▶ **Provided passage**:
[Start]

Views and Non-functional Properties

Recall that architecture composes components and connectors. From a topological standpoint, we want to:

  • minimize coupling (information hide between components)
  • maximize cohesion within each component (each component is one logical service)

abstraction: remove unnecessary detail. You can abstract away control (e.g. do-while loop) and you can abstract away data types e.g interfaces.

decomposition: top-down abstraction where we break problem into independent components and we describe each component

architectural representations: technical communication about a system between stakeholders, has properties: ambiguity, accuracy, and precision

  • Reading Assignment: 4 + 1 View Model

    A system has a logical view (object model), a development view (classes), a process view (runtime, concurrency), and a physical view (maps software onto hardware). Each is appropriate for some stakeholder and scenario.

architectural model: an artifact documenting some or all of the architectural design decisions about a system

architecture visualization: way of depicting some or all of the architectural design decisions about a system to a stakeholder

architecture view: subset of related architectural design decisions

component diagram: captures components and static relationships between components

sequence diagram: captures behaviour of system for a specific runtime scenario

deployment diagram: mapping between components and physical devices

statechart diagram: formal description of system behaviour through states, doesn’t map well to components

img2

Classifications of non-functional properties

non-functional property (NFP): constraint on the way a system is implemented or delivers its functionality e.g. efficiency, scalability, evolvability, complexity, heterogenity, dependability

A system has to be designed for functional properties (FPs) to be correct and designed for NFPs to be usable. Each stakeholder has their own opinion on what NFPs matter most e.g. QA interested in testability more than sales, developers interested more about maintainability than customer.

Challenges to ensuring NFPs:

  • Some are only partially understood by other stakeholders
  • They can be qualitative rather than quantitative
  • They frequently depend on many variables
  • Non-technical pressures e.g. time-to-market of functional features

Design Guidelines for Ensuring NFPs

Guideline Components Connectors Topology
Efficiency: system’s ability to meet performance requirements - Keep them small
- Simple and compact interfaces
- Allow multiple interfaces to the same functionality
- Separate data from processing compoents
- Separate data from metadata
- Carefully select connectors
- Be careful of broadcast connectors
- Encourage async interaction
- Be wary of location/distribution transparency
- Keep frequent collaborators close (e.g. in memory)

[End]

▶ **Jobs**:
a) According to the architecture notes, what does a deployment diagram capture?
b) Which views of a system does the architecture notes' summary of the 4 + 1 View Model name? List each one with what it covers.
Answer from the architecture notes alone.

▶ **Supplied information**:
[Start]

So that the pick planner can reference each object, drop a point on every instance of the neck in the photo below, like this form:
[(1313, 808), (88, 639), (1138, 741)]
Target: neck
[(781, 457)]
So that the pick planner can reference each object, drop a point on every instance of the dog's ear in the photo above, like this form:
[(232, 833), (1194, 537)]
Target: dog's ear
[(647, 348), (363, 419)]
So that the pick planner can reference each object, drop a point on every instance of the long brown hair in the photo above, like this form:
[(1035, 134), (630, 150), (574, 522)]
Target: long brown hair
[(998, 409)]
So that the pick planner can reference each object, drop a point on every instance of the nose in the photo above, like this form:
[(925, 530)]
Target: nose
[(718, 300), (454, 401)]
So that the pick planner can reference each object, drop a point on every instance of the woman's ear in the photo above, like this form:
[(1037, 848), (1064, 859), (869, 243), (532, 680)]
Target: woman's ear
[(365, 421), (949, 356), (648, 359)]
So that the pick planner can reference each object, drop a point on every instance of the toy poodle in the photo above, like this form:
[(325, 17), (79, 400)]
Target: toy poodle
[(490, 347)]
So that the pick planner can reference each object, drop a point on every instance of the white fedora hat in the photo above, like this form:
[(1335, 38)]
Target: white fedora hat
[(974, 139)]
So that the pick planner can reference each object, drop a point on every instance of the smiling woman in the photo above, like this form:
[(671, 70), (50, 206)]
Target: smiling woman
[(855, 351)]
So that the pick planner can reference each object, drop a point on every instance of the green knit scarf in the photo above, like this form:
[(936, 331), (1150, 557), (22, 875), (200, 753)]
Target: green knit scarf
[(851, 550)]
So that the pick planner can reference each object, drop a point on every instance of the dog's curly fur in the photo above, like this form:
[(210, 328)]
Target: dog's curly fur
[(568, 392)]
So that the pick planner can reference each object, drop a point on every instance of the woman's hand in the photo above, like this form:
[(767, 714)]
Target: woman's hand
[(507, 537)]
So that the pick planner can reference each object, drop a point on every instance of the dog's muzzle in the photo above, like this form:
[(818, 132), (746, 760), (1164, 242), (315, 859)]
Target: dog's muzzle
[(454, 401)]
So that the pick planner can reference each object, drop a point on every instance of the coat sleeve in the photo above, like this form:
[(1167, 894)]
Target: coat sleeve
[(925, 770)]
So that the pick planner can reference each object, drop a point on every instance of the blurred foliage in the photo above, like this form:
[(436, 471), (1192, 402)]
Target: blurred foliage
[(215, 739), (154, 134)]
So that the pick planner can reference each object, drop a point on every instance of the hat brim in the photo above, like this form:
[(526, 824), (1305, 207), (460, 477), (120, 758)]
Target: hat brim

[End]

▶ **Exercise answers**:
a) A mapping between components and physical devices.

b)
- Logical view: object model
- Development view: classes
- Process view: runtime, concurrency
- Physical view: maps software onto hardware